═════ Dados da tarefa

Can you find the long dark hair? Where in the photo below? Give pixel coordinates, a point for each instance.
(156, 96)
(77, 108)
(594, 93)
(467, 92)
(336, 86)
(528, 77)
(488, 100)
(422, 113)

══════════

Instruções da tarefa:
Reescreva todas as linhas dos dados acima como uma lista numerada e deixe de fora as linhas em branco.

Resposta da tarefa:
1. Can you find the long dark hair? Where in the photo below? Give pixel coordinates, a point for each instance.
2. (156, 96)
3. (77, 108)
4. (594, 93)
5. (467, 92)
6. (336, 86)
7. (528, 77)
8. (488, 100)
9. (422, 113)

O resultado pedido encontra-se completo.